= TASK ITEM =
The expected output is a copy of every line in the records with the string "background".

■ ■ ■ ■ ■

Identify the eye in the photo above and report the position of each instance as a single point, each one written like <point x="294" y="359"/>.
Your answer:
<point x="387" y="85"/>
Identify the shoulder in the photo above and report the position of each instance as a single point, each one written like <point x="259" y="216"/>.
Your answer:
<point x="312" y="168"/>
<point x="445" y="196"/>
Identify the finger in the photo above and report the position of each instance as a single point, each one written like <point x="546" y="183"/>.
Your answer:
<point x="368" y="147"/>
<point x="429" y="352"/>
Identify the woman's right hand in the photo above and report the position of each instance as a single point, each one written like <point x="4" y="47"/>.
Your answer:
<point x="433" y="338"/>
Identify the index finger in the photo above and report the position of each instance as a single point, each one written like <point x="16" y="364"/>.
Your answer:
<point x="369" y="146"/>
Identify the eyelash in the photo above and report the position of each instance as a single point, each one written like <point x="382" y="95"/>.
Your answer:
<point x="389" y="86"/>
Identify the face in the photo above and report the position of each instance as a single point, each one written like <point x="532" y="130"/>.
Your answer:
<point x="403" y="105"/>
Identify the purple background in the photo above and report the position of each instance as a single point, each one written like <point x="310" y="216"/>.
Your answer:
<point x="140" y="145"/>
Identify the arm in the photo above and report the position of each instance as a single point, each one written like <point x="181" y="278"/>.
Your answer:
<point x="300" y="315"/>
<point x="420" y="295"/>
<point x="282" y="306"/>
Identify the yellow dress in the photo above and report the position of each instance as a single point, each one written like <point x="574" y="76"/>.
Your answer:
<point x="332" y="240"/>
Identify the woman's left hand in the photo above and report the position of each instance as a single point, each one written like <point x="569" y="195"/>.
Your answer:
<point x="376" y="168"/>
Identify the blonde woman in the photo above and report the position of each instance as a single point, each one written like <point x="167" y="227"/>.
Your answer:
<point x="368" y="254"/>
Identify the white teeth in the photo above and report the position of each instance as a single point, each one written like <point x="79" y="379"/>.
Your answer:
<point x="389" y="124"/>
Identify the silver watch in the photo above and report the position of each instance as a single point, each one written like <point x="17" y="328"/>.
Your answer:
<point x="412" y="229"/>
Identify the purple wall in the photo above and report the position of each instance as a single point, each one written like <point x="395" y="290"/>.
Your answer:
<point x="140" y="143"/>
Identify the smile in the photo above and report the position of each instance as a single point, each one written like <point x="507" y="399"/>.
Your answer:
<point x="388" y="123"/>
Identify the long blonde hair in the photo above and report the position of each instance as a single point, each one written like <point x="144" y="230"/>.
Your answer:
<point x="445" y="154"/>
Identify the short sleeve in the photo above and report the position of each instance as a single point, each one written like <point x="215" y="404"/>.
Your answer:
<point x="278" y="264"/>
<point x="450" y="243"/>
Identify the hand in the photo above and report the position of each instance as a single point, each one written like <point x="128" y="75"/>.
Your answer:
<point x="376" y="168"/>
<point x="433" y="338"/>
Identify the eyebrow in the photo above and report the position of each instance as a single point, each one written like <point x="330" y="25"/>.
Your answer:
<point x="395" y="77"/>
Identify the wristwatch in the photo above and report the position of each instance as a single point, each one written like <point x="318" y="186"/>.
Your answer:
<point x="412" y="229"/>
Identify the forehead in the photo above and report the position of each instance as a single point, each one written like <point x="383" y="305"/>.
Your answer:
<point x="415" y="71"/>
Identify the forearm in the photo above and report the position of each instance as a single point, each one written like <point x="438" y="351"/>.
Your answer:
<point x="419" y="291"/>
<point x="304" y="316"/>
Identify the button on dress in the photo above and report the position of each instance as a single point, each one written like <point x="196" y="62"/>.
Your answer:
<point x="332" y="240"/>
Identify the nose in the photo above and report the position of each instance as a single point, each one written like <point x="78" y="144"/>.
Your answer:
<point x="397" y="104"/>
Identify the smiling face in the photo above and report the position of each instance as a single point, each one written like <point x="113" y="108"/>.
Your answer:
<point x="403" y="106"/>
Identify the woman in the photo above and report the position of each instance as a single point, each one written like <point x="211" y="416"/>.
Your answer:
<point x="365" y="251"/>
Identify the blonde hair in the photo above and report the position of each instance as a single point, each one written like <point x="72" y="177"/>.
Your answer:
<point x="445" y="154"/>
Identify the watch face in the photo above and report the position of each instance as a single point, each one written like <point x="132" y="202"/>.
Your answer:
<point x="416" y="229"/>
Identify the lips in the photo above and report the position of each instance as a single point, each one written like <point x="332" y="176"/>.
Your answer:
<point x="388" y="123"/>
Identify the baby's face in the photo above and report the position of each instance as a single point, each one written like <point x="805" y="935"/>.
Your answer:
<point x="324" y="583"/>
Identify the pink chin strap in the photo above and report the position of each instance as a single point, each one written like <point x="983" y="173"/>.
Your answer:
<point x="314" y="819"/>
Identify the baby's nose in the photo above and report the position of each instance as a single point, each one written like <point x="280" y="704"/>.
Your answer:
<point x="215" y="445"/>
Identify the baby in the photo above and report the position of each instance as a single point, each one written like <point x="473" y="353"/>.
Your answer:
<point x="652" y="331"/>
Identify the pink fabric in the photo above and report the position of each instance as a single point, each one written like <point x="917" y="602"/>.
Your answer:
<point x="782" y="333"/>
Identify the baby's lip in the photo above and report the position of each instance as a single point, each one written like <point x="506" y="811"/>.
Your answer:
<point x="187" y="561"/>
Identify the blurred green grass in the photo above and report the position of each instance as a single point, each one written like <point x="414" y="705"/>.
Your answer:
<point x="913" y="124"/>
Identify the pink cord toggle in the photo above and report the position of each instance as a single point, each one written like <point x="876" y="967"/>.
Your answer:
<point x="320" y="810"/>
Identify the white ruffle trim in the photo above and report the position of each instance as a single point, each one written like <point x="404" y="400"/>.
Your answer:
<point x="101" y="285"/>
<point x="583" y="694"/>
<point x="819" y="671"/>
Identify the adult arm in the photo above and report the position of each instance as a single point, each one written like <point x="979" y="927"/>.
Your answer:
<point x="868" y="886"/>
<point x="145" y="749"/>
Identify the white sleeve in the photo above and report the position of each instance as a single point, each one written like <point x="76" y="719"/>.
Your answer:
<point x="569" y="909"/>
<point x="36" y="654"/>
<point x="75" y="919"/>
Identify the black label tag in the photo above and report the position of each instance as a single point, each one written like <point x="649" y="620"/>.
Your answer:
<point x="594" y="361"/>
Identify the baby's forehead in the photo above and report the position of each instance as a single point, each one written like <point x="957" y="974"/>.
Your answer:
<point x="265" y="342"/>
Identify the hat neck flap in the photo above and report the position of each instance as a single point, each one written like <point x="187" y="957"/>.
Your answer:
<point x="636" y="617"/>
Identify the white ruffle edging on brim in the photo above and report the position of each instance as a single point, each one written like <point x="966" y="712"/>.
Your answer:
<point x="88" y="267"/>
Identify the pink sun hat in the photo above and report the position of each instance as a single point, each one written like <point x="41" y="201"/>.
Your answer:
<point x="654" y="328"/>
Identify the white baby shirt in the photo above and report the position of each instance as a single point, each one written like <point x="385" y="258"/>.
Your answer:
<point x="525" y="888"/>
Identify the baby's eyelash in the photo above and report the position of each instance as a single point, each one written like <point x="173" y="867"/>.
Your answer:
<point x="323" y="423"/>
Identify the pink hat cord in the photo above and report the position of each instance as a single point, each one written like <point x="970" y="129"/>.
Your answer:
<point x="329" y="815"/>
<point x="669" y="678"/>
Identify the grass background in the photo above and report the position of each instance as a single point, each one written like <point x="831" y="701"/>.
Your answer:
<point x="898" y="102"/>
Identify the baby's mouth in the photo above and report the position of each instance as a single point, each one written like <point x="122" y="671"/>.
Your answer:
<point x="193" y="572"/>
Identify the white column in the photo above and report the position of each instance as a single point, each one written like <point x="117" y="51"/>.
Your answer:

■ ■ ■ ■ ■

= RESULT =
Identify the purple background in the photo above and report the position of each instance as a single point, each one written like <point x="310" y="216"/>.
Identify the grass background in the photo above and report the position of each instance as a single point, each one written like <point x="831" y="701"/>.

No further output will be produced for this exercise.